DIRECTIVE: Recast every line of the entries below as a JSON list of strings, one string per line, with blank lines left out.
++++++++
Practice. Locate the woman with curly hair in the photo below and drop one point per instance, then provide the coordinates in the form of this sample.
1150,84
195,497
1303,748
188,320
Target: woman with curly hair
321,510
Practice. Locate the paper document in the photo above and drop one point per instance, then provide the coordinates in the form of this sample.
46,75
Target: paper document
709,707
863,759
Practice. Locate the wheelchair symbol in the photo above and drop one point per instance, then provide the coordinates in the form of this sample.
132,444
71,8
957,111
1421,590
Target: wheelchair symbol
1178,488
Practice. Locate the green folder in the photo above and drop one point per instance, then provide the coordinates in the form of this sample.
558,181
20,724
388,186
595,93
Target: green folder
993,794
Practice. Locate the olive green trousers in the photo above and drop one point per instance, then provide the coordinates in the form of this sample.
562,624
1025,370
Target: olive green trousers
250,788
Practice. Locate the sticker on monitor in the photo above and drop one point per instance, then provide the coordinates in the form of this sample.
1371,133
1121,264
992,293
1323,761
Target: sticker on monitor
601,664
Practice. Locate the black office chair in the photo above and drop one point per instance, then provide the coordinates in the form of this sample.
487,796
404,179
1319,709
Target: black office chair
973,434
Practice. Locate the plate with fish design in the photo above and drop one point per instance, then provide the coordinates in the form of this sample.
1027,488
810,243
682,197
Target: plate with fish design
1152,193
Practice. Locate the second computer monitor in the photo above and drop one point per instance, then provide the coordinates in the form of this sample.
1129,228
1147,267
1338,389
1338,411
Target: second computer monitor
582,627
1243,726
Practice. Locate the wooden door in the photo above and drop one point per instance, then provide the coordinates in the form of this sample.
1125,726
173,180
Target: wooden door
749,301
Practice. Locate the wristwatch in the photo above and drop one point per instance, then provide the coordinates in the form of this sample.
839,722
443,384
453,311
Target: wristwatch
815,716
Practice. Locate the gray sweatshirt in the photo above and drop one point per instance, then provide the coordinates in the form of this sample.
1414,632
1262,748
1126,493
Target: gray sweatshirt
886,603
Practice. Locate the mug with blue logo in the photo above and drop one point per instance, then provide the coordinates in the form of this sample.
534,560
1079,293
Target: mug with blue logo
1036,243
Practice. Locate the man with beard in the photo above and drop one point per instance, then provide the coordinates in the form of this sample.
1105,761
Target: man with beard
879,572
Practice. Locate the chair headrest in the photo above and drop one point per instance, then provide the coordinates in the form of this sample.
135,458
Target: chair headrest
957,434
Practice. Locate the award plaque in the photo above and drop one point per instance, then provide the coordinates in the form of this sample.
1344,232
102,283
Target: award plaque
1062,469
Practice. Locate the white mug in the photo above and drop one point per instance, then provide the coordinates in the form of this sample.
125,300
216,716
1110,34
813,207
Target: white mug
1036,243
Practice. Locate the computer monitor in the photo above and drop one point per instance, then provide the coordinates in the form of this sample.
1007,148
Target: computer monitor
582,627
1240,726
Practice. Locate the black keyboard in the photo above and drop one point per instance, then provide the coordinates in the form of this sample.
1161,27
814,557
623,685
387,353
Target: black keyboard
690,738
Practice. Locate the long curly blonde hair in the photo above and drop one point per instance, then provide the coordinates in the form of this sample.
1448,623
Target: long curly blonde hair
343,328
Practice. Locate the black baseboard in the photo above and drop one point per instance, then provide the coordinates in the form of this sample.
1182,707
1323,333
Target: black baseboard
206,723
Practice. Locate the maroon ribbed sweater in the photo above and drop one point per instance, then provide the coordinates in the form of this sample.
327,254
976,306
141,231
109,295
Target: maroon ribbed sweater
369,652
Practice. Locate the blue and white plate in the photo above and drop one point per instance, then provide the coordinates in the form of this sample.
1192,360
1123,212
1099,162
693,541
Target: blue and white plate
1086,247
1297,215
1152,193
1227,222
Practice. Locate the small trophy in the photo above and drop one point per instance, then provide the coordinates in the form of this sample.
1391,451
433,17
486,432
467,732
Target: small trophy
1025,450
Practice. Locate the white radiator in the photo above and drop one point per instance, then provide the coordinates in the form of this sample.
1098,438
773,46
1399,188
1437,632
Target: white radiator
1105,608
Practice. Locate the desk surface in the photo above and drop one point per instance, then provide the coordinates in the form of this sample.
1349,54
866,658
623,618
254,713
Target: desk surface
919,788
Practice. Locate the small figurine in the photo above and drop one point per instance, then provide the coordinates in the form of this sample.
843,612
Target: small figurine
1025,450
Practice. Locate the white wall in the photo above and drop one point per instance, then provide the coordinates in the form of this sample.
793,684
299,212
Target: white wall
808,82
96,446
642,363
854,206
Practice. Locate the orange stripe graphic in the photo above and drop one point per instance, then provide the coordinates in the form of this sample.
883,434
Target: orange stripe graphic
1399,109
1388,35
++++++++
FULL ANSWER:
[
  "Practice. Locate the woman with curly hair in the photo below and drop one point per instance, then provide the coordinates in the form of this sample.",
  "1150,84",
  "195,497",
  "1303,748",
  "188,320",
  "Target: woman with curly hair",
  "321,510",
  "Practice. Locate the paper document in the photo above and drop one point per instance, then provide the coordinates in the form of this sample.",
  "46,75",
  "Target: paper document",
  "709,707",
  "863,759",
  "Practice. Locate the wheelchair symbol in the photo above and drop one point per instance, then provide the coordinates in the form of this sample.",
  "132,444",
  "71,8",
  "957,111",
  "1421,590",
  "Target: wheelchair symbol",
  "1178,488",
  "Practice. Locate the green folder in the photo above and drop one point per instance, then provide the coordinates in the form of this sample.",
  "558,181",
  "20,724",
  "388,186",
  "595,93",
  "Target: green folder",
  "993,794",
  "Practice. Locate the olive green trousers in the photo above and drop one point per instance, then provide the coordinates in the form of this sample.",
  "562,624",
  "1025,370",
  "Target: olive green trousers",
  "250,788",
  "Practice. Locate the sticker on monitor in the photo above and drop one point per instance, then provide the coordinates in the form of this sample.",
  "1371,133",
  "1121,264",
  "992,293",
  "1323,761",
  "Target: sticker on monitor",
  "601,664",
  "Practice. Locate the black office chair in the photo above and drop one point per instance, then provide the coordinates in the form of this sample.",
  "487,796",
  "404,179",
  "1319,709",
  "Target: black office chair",
  "973,434",
  "Practice. Locate the plate with fish design in the photo above and drop one point per instance, then provide the coordinates in the form of this sample.",
  "1027,488",
  "810,243",
  "682,197",
  "Target: plate with fish design",
  "1152,193",
  "Practice. Locate the second computer monitor in the photo above and drop one point per instance, then provide the coordinates in the form of this sample.",
  "1129,228",
  "1147,267",
  "1338,389",
  "1338,411",
  "Target: second computer monitor",
  "582,627",
  "1243,726",
  "Practice. Locate the wooden door in the photo above and drop one point per instance, then provide the coordinates in the form of this sample.",
  "1125,726",
  "173,180",
  "Target: wooden door",
  "749,301",
  "Practice. Locate the wristwatch in the photo above and drop one point per instance, then provide the coordinates in the form of this sample.",
  "839,722",
  "443,384",
  "453,311",
  "Target: wristwatch",
  "815,716",
  "Practice. Locate the gray sweatshirt in the photo above and drop one point per instance, then provide the coordinates in the form of this sample.",
  "1414,632",
  "1262,748",
  "1126,493",
  "Target: gray sweatshirt",
  "886,603",
  "Practice. Locate the mug with blue logo in the photo above and drop one point per instance, then provide the coordinates in the form of this sample.",
  "534,560",
  "1079,293",
  "Target: mug with blue logo",
  "1036,243",
  "Practice. Locate the man with beard in the photo above and drop one point per instance, then provide the coordinates in the form of this sample.",
  "1105,761",
  "Target: man with beard",
  "879,572",
  "Practice. Locate the chair headrest in the photo above and drop one point per instance, then provide the coordinates in the form of this sample.",
  "135,458",
  "Target: chair headrest",
  "957,434",
  "Practice. Locate the award plaque in the photo above and drop one point per instance, then provide the coordinates in the form of this sample.",
  "1344,232",
  "102,283",
  "Target: award plaque",
  "1062,469",
  "Practice. Locate the white mug in the photo above and drop one point per instance, then provide the coordinates in the form of this sample.",
  "125,300",
  "216,716",
  "1110,34",
  "813,207",
  "Target: white mug",
  "1036,243",
  "Practice. Locate the computer monitor in the photo above and drop one point per instance, then provide the coordinates in the form of this sample.",
  "1007,148",
  "Target: computer monitor",
  "582,627",
  "1240,726",
  "Practice. Locate the black keyboard in the photo above and drop one point per instance, then provide the coordinates in the form of this sample.",
  "1161,27",
  "814,557",
  "623,685",
  "387,353",
  "Target: black keyboard",
  "690,738",
  "Practice. Locate the long curly blonde hair in the photo above and drop one point per instance, then provide the coordinates in the form of this sample.",
  "1448,623",
  "Target: long curly blonde hair",
  "343,328",
  "Practice. Locate the black baseboard in the photo above and drop one point per instance, then provide the coordinates in the form of this sample.",
  "1182,707",
  "1323,333",
  "Target: black baseboard",
  "206,723",
  "Practice. Locate the maroon ribbed sweater in the photo above and drop one point per instance, then provide the coordinates in the form of this sample.",
  "327,254",
  "976,306",
  "141,231",
  "109,295",
  "Target: maroon ribbed sweater",
  "369,652",
  "Practice. Locate the blue and white plate in the photo above and drop one point per instance, then provide the coordinates in the form of this sample.",
  "1192,360",
  "1123,212",
  "1099,162",
  "693,541",
  "Target: blue and white plate",
  "1086,247",
  "1297,215",
  "1152,193",
  "1227,222",
  "Practice. Locate the small trophy in the photo above and drop one point per instance, then provide the coordinates in the form of this sample.",
  "1391,451",
  "433,17",
  "486,432",
  "467,732",
  "Target: small trophy",
  "1025,450",
  "Practice. Locate the white radiator in the photo above and drop one point per instance, then provide the coordinates in the form of this sample.",
  "1098,438",
  "773,46",
  "1399,188",
  "1437,632",
  "Target: white radiator",
  "1105,608",
  "Practice. Locate the desk surface in the photo above and drop one point per instance, then provide the coordinates in the form of this sample.",
  "1349,54",
  "866,658",
  "623,618",
  "254,713",
  "Target: desk surface",
  "919,788",
  "Practice. Locate the small figurine in the photo above and drop one point per instance, then provide the coordinates in the form of this sample.",
  "843,612",
  "Target: small figurine",
  "1025,450",
  "Practice. Locate the white wall in the photo above and drop one point per instance, then provide the coordinates in the form of this sample.",
  "793,684",
  "299,212",
  "Target: white wall",
  "808,82",
  "96,446",
  "642,363",
  "854,206",
  "Practice. Locate the orange stripe graphic in the photo above and drop one point per instance, then provide the coordinates in the form of this sample.",
  "883,434",
  "Target: orange stripe graphic",
  "1399,109",
  "1388,35"
]